__TEXTO PARA LEITURA__.

• • • • • • •

Por que a segunda onda de casos de microcefalia no Brasil foi menor do que a de 2015? Em artigo publicado no New England Journal of Medicine, pesquisadores brasileiros lançam três hipóteses para a expressiva redução de casos novos em 2016, quando comparada com 2015.
Os autores – entre eles, Wanderson Oliveira, Cláudio Maierovitch e Eduardo Hage – observaram uma semelhança importante na evolução epidemiológica entre dois problemas relacionados ao zika, a Síndrome de Guillain-Barré e microcefalia.
Em 2015, quando a epidemia de zika atingiu sobretudo a região Nordeste do País, foi registrado um aumento muito importante da síndrome, até então considerada rara. Os casos ocorriam em média 3 semanas depois do aparecimento dos primeiros sintomas de zika. Pacientes com a síndrome apresentam uma paralisia progressiva, começando pelos membros inferiores e podendo chegar ao pulmão.
Quase quatro meses depois desse aumento inesperado de Guillain-Barré, os casos de microcefalia começaram a surgir. Autores notaram que os gráficos (formados a partir da distribuição do número de novos casos ao longo das semanas) de Guillain-Barré e de microcefalia praticamente se repetiam. “O comportamento era muito parecido, com uma diferença de 23 semanas entre eles”, conta Cláudio Maierovitch, pesquisador da Fiocruz.
Em 2016, a curva de Guillain-Barré se repetiu. “A distribuição de casos ao longo das semanas foi muito semelhante ao de 2015”, diz Maierovitch. Para alívio de profissionais de saúde e da população em geral, no entanto, o aumento de casos de microcefalia, esperado para tempos depois, não ocorreu.
Pesquisadores citam três hipóteses para explicar a mudança de comportamento. A primeira delas é a redução importante da circulação do zika. Os casos de Guillain-Barré teriam sido consequência não de uma reação ao zika, mas de chikungunya, vírus também transmitido pelo Aedes aegypti e igualmente associado à Guillain-Barré.

• • • • • • •

[Dados coletados]

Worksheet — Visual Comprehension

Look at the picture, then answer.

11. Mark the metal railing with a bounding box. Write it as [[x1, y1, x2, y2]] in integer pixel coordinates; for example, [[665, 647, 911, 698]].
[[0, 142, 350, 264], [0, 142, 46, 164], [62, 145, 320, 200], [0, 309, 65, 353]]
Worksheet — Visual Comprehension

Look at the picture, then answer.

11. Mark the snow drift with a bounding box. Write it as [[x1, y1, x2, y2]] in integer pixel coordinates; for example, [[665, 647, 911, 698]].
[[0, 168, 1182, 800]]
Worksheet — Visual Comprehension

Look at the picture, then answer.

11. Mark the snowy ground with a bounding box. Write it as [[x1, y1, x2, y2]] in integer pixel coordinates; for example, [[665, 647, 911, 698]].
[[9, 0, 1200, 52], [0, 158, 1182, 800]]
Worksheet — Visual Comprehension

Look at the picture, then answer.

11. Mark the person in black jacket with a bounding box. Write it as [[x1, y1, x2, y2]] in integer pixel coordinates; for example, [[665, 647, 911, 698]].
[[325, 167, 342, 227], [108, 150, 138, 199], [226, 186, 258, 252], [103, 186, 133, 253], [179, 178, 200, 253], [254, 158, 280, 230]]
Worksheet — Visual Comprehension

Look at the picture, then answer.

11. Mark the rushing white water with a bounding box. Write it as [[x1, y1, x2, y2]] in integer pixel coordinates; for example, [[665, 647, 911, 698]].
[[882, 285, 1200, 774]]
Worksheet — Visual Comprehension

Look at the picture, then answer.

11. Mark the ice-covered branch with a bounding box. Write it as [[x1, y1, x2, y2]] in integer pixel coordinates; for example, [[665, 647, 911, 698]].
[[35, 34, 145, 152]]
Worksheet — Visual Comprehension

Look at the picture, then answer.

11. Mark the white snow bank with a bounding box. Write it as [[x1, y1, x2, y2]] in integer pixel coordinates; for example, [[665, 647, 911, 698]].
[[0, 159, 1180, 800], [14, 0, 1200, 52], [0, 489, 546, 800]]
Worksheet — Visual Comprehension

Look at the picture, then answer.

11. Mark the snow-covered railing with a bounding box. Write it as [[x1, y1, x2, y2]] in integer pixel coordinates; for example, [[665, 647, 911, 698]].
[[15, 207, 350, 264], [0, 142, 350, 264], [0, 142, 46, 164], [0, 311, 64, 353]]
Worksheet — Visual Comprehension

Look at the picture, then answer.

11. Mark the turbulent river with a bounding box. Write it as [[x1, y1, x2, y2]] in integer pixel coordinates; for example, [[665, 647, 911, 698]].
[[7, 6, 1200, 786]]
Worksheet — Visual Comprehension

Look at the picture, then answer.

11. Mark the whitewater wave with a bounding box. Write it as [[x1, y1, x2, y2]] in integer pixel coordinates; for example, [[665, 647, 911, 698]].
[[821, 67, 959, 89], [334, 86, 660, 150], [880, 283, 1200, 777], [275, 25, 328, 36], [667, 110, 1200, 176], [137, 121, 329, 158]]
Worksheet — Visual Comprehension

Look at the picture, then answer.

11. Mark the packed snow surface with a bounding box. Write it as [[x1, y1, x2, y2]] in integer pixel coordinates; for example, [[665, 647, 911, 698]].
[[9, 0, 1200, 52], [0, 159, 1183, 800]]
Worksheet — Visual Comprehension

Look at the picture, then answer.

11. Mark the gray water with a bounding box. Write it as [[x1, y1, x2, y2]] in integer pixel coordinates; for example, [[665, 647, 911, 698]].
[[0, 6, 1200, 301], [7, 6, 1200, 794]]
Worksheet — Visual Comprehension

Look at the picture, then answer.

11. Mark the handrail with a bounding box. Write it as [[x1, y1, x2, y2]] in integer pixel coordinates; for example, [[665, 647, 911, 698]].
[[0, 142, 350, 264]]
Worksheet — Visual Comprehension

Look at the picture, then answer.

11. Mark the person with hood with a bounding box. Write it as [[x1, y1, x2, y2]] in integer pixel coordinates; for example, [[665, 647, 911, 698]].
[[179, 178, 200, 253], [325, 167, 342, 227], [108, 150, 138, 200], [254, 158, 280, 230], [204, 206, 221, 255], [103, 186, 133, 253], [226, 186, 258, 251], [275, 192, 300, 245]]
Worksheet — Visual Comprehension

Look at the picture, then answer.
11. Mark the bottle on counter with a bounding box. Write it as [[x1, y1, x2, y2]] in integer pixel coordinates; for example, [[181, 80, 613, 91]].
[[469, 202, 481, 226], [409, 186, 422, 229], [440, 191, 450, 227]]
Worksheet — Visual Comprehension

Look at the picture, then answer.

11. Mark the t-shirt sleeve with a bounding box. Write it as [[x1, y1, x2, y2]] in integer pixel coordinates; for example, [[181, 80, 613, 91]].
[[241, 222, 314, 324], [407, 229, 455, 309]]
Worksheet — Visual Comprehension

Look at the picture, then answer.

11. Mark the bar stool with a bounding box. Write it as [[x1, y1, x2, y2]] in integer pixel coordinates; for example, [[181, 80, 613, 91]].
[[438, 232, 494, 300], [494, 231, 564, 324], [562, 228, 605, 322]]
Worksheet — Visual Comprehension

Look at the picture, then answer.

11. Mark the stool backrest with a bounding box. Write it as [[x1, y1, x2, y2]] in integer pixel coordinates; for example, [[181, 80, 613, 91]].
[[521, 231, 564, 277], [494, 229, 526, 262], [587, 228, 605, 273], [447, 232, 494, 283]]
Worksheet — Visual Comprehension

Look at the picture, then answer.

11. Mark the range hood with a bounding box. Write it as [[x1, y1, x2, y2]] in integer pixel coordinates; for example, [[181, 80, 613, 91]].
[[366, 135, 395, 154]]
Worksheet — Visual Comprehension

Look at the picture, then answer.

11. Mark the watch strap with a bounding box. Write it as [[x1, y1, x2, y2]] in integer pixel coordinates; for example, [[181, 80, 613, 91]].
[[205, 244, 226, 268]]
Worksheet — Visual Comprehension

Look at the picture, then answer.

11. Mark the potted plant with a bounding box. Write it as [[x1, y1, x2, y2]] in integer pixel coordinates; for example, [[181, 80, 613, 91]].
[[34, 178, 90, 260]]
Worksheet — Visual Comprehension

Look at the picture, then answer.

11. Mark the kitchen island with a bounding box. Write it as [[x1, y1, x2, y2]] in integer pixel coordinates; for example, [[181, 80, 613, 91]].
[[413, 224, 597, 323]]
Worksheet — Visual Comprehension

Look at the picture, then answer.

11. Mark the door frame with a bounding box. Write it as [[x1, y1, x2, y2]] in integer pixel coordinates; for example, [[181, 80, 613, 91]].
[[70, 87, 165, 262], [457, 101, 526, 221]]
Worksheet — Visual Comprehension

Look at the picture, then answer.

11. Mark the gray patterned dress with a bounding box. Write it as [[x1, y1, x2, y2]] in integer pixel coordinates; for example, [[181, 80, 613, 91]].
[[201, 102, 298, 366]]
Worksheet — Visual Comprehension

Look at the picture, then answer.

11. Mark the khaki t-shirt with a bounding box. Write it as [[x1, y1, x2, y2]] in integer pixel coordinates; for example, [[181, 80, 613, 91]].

• • • • • • •

__EXERCÍCIO 1__.
Transcreva do texto sobre a microcefalia o trecho entre "Os autores –" e "Guillain-Barré e microcefalia.", inclusive.
__EXERCÍCIO 2__.
Indique se cada afirmação abaixo está de acordo com o texto sobre a microcefalia. Responda sim ou não e cite as palavras do texto que justificam cada resposta.
(a) Os casos de Guillain-Barré ocorriam, em média, três semanas depois dos primeiros sintomas de zika.
(b) Em 2016, ocorreu o aumento de casos de microcefalia esperado depois da curva de Guillain-Barré.
(c) O artigo dos pesquisadores brasileiros foi publicado na revista The Lancet.
__EXERCÍCIO 3__.
Segundo o texto sobre a microcefalia, qual era a diferença, em semanas, entre as curvas de Guillain-Barré e de microcefalia?

__RESPOSTA ESCRITA 1__.
Os autores – entre eles, Wanderson Oliveira, Cláudio Maierovitch e Eduardo Hage – observaram uma semelhança importante na evolução epidemiológica entre dois problemas relacionados ao zika, a Síndrome de Guillain-Barré e microcefalia.

__RESPOSTA ESCRITA 2__.
(a) Sim: "Os casos ocorriam em média 3 semanas depois do aparecimento dos primeiros sintomas de zika."
(b) Não: "o aumento de casos de microcefalia, esperado para tempos depois, não ocorreu."
(c) Não: "Em artigo publicado no New England Journal of Medicine".

__RESPOSTA ESCRITA 3__.
Uma diferença de 23 semanas.